_Challenges_
- a) In the passage on Azerbaijan's energy policy below, rewrite the paragraph beginning "Azerbaijan’s energy policy among Southeastern countries" in a more concise form, retaining its principal facts.
- b) From the passage on Azerbaijan's energy policy below, reproduce word for word the portion starting at "Azerbaijan’s energy policy" and ending at "and Caucasus region.".
- c) Write the text that should follow the final sentence of the passage on Azerbaijan's energy policy below.

Azerbaijan’s energy policy among Southeastern countries has become one of the priorities in its energy policy agenda. Recently Azerbaijan’s state energy company State Oil Company of Azerbaijan Republic (SOCAR) has been investing in Turkey, Georgia and Greece as a great economic actor. When the energy policy of Azerbaijan is analyzed, it can be easily seen that the investments of SOCAR has been tried to be enriched in the South Europe and Caucasus region.

_Dataset content_
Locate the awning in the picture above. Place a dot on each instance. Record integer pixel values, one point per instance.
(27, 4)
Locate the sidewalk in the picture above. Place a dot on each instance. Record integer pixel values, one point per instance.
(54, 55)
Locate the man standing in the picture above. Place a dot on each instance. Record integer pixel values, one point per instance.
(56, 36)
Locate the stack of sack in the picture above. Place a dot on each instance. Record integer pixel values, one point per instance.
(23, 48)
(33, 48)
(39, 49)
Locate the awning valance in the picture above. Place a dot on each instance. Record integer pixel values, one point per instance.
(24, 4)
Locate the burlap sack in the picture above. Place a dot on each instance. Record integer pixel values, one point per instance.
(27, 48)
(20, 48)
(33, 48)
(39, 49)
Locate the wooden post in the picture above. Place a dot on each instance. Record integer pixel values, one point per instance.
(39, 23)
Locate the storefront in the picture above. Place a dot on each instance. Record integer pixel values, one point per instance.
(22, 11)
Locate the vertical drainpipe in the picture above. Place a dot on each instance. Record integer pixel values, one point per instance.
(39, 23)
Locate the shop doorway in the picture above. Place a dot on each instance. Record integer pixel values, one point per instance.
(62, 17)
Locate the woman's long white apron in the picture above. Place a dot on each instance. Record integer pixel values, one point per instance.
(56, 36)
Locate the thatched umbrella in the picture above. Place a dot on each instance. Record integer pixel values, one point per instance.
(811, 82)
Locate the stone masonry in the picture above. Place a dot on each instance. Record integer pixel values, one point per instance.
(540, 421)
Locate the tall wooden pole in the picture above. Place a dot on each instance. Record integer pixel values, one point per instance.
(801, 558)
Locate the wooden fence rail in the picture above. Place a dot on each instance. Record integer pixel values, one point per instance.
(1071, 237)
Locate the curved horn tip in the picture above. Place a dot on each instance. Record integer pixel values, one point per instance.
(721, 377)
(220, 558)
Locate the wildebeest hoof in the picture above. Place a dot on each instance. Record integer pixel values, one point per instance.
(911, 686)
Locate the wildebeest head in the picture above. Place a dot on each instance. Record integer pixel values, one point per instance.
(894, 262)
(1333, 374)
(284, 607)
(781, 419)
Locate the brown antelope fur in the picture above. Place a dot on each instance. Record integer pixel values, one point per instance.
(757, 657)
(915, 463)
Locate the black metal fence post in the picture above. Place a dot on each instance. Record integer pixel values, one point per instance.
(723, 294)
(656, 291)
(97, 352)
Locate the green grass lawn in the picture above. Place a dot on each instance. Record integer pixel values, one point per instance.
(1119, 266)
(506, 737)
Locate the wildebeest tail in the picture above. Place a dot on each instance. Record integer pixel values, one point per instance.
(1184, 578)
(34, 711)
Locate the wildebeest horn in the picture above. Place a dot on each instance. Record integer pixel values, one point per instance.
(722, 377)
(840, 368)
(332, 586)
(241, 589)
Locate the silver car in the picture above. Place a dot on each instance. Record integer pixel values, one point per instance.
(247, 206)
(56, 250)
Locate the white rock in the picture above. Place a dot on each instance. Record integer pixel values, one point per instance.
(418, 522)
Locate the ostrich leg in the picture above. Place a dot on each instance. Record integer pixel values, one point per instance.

_Task results_
- a) Energy policy toward Southeastern countries has become a priority for Azerbaijan. Its state energy company, the State Oil Company of Azerbaijan Republic (SOCAR), has recently been investing in Turkey, Georgia and Greece as a major economic actor. An analysis of Azerbaijan's energy policy shows an effort to expand SOCAR's investments in South Europe and the Caucasus region.

- b)
Azerbaijan’s energy policy among Southeastern countries has become one of the priorities in its energy policy agenda. Recently Azerbaijan’s state energy company State Oil Company of Azerbaijan Republic (SOCAR) has been investing in Turkey, Georgia and Greece as a great economic actor. When the energy policy of Azerbaijan is analyzed, it can be easily seen that the investments of SOCAR has been tried to be enriched in the South Europe and Caucasus region.

- c)
Azerbaijan has a rich energy source which directs the foreign policy of the state. After the re-establishment of Azerbaijan Republic in the beginning of 90’s, energy has occurred a determining factor in both developing the infrastructure of the country domestically and in its relations with its neighbor countries. Concerning Azeri, Çırak and Güneşli fields, many agreements were signed with the companies including BP, McDermott, PENZOIL, UNOCAL, RAMCO and STATOIL on October 18, 1991. SOCAR, which was founded in September 31, 1992 and has about 70.000 workers worldwide, is the key institution for the oil and natural gas production in Azerbaijan. The state company has representatives in many countries and runs oil and gas pipelines especially in South Caucasus. Joint ventures (including ventures in Georgia and Turkey), consortia, and operating companies established with SOCAR's participation, are doing business in different parts of the petroleum industry. SOCAR has representative offices in Georgia, Turkey, Romania, Austria, Switzerland, Kazakhstan, Great Britain, Iran, Germany and Ukraine and trading companies in Switzerland, Singapore, Vietnam, Nigeria, and other countries.[1] Beyond these countries, Turkey plays a vital role in Azerbaijan’s energy policy as a reliable partner in its region.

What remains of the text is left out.